SELECTED EXCERPT:
The juvenile court concluded, among other things, that return of the minor to the physical custody of the parents would create a substantial risk of detriment to his physical or emotional well-being. The juvenile court further found: "The extent of progress to alleviate the causes necessitating placement in foster care has been minimal; . . . There is not a substantial probability the minor will be returned home within six months; [and] [¶] . . . The minor is adoptable." The court concluded "that the minor is adoptable and appears to be eligible for consideration for further court action to terminate parental rights pursuant to section 232 of the California Civil Code. . . . [¶] Therefore, the Court orders the County Counsel to initiate an action under Civil Code section 232 . . ." The matter was scheduled for review in six months.


(1a) We reject respondent's contention that the order requiring the filing of a parental termination action is subject to dismissal because it is in effect preliminary only. ( In re Candy S. (1985) 176 Cal.App.3d 329 [ 222 Cal.Rptr. 43].) Section 395 which governs appeals in dependency cases provides in pertinent part that: ". . . any subsequent order [after a judgment in a proceeding under § 300] may be appealed from as from an order after judgment. . . ."

(2) Parental rights to conceive and raise children are deemed essential, basic civil rights of man, rights far more precious than property, which should be accorded a high degree of protection. ( Stanley v. Illinois (1972) 405 U.S. 645, 651 [31 L.Ed.2d 551, 558-559, 92 S.Ct. 1208].) It is established that "[p]arenting is a fundamental right, and accordingly, is disturbed only in extreme cases of persons acting in a fashion incompatible with parenthood." ( In re Carmaleta B. (1978) 21 Cal.3d 482, 489 [ 146 Cal.Rptr. 623, 579 P.2d 514].) Therefore, termination of parental custody must be supported by a showing that nonparental custody "is essential to avert harm to the child." ( In re B.G. (1974) 11 Cal.3d 679, 699 [ 114 Cal.Rptr. 444, 523 P.2d 244]; Civ. Code, § 4600, subd. (c).)

The parenting right may thus be compelled to yield to rights inherent in the child. "More recently the primacy of another consideration [than the traditional parental right or preference doctrine] has evolved in the reasoning of courts, legislatures and commentators which have focused on the child's well-being, seeking to ascertain the 'best interest' of and the 'least detrimental alternative to the child.' Our Legislature's concern is manifest in its direction that the statutes concerning the termination of parental rights 'shall be liberally construed to serve and protect the interests and welfare of the child.' (§ 232.5. . . .)" ( In re Angelia P. (1981) 28 Cal.3d 908, 916 [ 171 Cal.Rptr. 637, 623 P.2d 198]; In re Mark K. (1984) 159 Cal.App.3d 94, 107-108 [ 205 Cal.Rptr. 393].) Dependency proceedings therefore protect the welfare of the minor and safeguard the right of the parents to raise their own child. ( In re La Shonda B. (1979) 95 Cal.App.3d 593, 599 [ 157 Cal.Rptr. 280] .)

GIVEN RECORDS:
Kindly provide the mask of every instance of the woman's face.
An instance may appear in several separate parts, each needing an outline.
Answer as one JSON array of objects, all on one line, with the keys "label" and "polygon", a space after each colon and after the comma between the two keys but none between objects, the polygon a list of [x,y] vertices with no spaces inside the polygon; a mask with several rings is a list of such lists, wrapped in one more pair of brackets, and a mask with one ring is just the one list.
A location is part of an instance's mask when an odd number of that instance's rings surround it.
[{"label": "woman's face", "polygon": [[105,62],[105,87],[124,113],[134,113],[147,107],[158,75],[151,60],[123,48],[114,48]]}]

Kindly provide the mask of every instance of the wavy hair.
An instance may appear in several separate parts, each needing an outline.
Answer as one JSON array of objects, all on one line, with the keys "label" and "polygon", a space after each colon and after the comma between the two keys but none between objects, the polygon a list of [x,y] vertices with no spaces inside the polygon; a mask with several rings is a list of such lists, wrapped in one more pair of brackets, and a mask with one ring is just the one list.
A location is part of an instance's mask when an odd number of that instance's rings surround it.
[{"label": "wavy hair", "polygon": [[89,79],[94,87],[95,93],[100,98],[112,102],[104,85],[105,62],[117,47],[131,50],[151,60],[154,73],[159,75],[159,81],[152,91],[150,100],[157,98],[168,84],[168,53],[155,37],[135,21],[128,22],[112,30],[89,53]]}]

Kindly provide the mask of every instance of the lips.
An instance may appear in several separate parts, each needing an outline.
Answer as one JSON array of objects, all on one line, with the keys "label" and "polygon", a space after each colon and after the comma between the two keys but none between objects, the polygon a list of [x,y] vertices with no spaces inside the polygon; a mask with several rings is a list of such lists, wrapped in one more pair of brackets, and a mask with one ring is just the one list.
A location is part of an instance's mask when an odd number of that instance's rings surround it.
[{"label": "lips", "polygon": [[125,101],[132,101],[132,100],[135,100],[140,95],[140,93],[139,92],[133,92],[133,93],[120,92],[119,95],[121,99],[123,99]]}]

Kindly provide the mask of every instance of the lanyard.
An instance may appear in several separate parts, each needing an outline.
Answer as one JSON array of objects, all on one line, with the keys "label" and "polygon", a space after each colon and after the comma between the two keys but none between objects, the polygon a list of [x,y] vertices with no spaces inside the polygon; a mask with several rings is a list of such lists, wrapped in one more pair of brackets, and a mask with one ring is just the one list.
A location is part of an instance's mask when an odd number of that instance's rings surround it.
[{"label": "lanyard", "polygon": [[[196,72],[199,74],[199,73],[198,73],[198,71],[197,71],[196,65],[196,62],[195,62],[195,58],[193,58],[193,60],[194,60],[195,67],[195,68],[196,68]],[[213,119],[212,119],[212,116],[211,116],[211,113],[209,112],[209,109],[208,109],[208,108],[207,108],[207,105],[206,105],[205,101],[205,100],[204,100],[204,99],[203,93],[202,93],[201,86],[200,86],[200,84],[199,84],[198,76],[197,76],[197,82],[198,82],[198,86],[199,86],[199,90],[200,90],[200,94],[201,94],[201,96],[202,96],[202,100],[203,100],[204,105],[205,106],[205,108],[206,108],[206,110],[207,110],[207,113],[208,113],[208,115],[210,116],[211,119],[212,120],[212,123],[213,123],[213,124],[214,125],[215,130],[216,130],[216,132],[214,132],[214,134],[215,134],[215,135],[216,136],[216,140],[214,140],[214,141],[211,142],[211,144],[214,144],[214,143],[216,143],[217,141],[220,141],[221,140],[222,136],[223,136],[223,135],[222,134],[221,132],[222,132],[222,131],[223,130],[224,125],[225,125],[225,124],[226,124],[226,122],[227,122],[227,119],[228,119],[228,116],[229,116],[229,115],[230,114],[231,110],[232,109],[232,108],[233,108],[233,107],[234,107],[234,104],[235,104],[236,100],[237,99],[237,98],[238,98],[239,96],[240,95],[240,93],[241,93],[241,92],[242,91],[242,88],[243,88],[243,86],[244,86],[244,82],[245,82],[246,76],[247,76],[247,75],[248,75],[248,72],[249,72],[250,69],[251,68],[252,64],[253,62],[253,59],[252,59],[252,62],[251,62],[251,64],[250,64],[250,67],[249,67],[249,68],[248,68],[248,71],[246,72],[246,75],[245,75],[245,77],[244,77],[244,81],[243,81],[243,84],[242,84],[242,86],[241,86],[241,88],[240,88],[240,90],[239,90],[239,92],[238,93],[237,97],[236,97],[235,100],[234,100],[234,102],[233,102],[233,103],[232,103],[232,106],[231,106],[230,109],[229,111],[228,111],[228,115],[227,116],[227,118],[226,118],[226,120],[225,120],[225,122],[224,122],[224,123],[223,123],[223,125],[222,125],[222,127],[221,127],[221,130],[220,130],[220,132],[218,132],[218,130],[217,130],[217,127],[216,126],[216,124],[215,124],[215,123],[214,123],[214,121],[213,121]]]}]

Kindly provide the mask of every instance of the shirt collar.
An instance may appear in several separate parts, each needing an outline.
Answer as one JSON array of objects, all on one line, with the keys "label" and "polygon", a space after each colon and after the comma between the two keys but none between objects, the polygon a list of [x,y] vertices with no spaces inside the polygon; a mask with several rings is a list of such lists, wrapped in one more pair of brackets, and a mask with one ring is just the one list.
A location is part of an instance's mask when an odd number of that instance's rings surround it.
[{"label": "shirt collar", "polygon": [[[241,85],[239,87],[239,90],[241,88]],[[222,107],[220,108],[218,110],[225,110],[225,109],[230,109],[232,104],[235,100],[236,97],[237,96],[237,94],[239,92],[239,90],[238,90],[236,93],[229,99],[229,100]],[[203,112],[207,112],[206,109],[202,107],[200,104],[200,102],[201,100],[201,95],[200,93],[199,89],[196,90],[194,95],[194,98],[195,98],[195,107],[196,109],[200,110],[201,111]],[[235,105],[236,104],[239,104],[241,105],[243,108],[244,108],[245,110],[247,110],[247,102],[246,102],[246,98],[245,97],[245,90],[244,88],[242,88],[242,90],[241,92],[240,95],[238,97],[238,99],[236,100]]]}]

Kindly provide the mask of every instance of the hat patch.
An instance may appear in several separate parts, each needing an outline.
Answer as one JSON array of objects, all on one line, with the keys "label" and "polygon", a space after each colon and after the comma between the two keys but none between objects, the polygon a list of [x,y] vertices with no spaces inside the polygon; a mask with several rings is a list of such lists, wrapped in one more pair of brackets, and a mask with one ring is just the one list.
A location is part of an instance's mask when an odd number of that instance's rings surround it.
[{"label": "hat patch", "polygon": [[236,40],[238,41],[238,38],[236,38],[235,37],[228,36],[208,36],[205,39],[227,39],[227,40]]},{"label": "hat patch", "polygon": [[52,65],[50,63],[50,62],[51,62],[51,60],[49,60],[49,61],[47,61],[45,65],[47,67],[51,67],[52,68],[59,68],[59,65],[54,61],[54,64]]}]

...

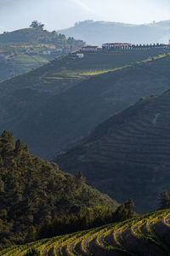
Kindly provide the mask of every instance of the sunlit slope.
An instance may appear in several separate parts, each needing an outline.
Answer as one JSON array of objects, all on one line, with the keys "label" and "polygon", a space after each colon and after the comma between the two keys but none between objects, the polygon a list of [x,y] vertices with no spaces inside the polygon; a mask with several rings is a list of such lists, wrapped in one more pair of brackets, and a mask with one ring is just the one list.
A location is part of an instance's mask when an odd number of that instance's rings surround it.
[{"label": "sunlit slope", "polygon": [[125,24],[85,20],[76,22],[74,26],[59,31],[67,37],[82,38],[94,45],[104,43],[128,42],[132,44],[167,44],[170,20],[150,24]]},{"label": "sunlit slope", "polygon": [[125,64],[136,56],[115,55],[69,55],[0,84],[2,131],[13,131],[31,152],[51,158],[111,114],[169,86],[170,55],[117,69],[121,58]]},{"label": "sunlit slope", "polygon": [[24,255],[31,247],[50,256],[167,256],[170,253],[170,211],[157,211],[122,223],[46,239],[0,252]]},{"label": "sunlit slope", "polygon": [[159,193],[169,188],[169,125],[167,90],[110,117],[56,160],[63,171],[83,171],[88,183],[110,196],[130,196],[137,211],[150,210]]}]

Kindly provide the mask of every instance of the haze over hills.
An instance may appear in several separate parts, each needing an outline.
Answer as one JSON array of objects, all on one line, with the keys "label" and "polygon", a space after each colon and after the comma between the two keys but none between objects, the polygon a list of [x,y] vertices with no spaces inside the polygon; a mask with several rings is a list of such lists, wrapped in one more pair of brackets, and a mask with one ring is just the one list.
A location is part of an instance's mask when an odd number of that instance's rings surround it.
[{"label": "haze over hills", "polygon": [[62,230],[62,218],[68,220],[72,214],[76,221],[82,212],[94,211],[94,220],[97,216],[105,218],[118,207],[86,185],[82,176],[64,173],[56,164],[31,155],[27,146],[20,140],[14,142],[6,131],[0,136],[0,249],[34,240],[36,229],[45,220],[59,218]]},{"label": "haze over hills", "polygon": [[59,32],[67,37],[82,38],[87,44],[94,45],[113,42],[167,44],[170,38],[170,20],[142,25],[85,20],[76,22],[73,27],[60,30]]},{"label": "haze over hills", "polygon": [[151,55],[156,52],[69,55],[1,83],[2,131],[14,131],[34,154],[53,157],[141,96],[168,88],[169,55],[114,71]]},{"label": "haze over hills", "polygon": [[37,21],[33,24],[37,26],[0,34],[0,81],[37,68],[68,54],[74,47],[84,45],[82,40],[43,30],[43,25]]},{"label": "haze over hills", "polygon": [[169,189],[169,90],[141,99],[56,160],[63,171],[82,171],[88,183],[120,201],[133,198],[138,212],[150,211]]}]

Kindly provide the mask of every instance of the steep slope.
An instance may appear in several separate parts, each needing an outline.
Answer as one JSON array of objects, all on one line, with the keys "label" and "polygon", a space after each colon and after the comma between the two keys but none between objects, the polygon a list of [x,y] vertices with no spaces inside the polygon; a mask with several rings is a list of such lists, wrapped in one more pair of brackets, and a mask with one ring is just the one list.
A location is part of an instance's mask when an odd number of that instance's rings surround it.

WHAT TO DO:
• A. In the court opinion on parental rights, which section governs appeals in dependency cases?
• B. Please write out the passage of the court opinion on parental rights between "The juvenile court concluded, among" and "in six months.", inclusive.
• C. Add the next part of the court opinion on parental rights, following on from its final sentence.
The records play no part in what follows.

ANSWERS FOR THE TASKS:
• A. Section 395.

• B.
The juvenile court concluded, among other things, that return of the minor to the physical custody of the parents would create a substantial risk of detriment to his physical or emotional well-being. The juvenile court further found: "The extent of progress to alleviate the causes necessitating placement in foster care has been minimal; . . . There is not a substantial probability the minor will be returned home within six months; [and] [¶] . . . The minor is adoptable." The court concluded "that the minor is adoptable and appears to be eligible for consideration for further court action to terminate parental rights pursuant to section 232 of the California Civil Code. . . . [¶] Therefore, the Court orders the County Counsel to initiate an action under Civil Code section 232 . . ." The matter was scheduled for review in six months.

• C.
Section 366.25 provides in pertinent part: "(a) In order to provide stable, permanent homes for children, a court shall, if the minor cannot be returned home pursuant to subdivision (e) of Section 366.2, conduct a permanency planning hearing to make a determination regarding the future status of the minor no later than 12 months after the original dispositional hearing in which the child was removed from the custody of his or her parent, . . . and in no case later than 18 months from the time of the minor's original placement. . . ."

Subdivision (d) of section 366.25 provides: "If the court determines that the minor cannot be returned to the physical custody of his or her parent . . . and that there is not a substantial probability that the minor will be returned within six months, the court shall develop a permanent plan for the minor. In order to enable the minor to obtain a permanent home the court shall make the following determinations and orders: [¶] (1) If the court finds that it is likely that the minor can or will be adopted, the court shall authorize the appropriate county or state agency to proceed to free the minor from the custody and control of his or her parents or guardians pursuant to Section 232 of the Civil Code. . . ."

Once the juvenile court makes the section 366.25 findings, it is required to instruct the county counsel to initiate Civil Code section 232 proceedings. The order for commencement of termination proceedings is an order after judgment of dependency. (Cf. In re Syson (1960) 184 Cal.App.2d 111 [ 7 Cal.Rptr. 298].) Furthermore, there can be no doubt Michelle R. is a party aggrieved (Code Civ. Proc., § 902) since the order impliedly determines permanent nonparental placement is necessary and the mother to protect her interests will be required to defend an action for termination of parental custody.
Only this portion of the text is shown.